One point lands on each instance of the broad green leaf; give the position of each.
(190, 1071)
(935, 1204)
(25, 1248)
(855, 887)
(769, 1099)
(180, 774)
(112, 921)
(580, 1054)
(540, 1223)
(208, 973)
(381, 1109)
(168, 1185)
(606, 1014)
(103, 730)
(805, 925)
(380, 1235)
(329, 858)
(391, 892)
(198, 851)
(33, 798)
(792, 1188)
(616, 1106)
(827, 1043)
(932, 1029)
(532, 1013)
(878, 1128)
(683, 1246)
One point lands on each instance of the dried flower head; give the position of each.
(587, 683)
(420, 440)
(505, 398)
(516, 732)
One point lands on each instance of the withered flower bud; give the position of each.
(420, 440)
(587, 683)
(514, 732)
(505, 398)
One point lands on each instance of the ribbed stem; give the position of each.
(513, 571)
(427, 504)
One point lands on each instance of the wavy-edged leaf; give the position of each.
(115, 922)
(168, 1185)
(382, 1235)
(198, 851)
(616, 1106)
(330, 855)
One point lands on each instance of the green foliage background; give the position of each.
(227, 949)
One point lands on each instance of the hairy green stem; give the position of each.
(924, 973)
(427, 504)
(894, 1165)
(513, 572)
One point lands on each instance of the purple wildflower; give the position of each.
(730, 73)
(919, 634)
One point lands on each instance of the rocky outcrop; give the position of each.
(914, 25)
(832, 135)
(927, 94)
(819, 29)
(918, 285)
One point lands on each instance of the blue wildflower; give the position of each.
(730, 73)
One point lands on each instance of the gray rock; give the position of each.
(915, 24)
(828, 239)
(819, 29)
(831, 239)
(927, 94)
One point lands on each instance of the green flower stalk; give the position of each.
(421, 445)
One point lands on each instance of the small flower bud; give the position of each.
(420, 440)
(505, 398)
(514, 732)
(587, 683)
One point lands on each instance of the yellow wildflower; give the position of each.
*****
ASSIGNED TASK:
Return the material exactly as it stands.

COMPLETED EXERCISE:
One point lands on each instance of the broad green leaf; give the position of each.
(190, 1071)
(935, 1204)
(25, 1248)
(855, 887)
(769, 1099)
(180, 774)
(112, 921)
(580, 1054)
(540, 1223)
(208, 973)
(381, 1109)
(168, 1185)
(606, 1014)
(103, 730)
(805, 925)
(380, 1235)
(329, 858)
(391, 892)
(198, 851)
(33, 798)
(792, 1188)
(616, 1106)
(827, 1043)
(932, 1029)
(532, 1013)
(878, 1128)
(683, 1246)
One point lands on each instance of the dried flower head; give the position of each.
(587, 683)
(420, 440)
(505, 398)
(516, 732)
One point lands on each instance of the withered flower bud; give the position of each.
(420, 440)
(587, 683)
(514, 732)
(505, 398)
One point lands on each instance of the ribbed stem; give the position of each.
(513, 571)
(427, 504)
One point lands on each instance of the wavy-edged leaf; give the position of each.
(115, 922)
(168, 1185)
(382, 1235)
(198, 851)
(616, 1106)
(330, 855)
One point lands on each instance of the green foliage background; give the position of each.
(227, 949)
One point lands on each instance of the hairy green stem; give the position of each.
(924, 973)
(427, 504)
(894, 1165)
(513, 572)
One point lands on each instance of the purple wildflower; give the position of each.
(730, 73)
(919, 634)
One point lands on each instance of the rocky outcrop; give the position of each.
(914, 25)
(832, 135)
(927, 94)
(819, 29)
(918, 285)
One point lands on each instance of the blue wildflower; give the position of each.
(730, 73)
One point lands on each instance of the gray rock; give the position of each.
(915, 24)
(828, 239)
(819, 29)
(831, 239)
(927, 94)
One point lands on each instance of the green flower stalk; give the position of each.
(421, 445)
One point lands on each instance of the small flower bud; give the position of each.
(420, 440)
(505, 398)
(514, 732)
(587, 683)
One point lands on each instance of the yellow wildflower; give the position of each.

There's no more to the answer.